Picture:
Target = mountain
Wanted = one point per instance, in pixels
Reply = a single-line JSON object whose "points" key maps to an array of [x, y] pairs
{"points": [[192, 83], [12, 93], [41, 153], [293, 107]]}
──────────
Restate all the material above, keeping each word as it is.

Picture:
Target = mountain
Wanted = one point per instance, in pixels
Reply = a single-line JSON object whose "points" key maps to an array of [x, y] pairs
{"points": [[192, 83], [12, 93], [41, 153], [293, 107]]}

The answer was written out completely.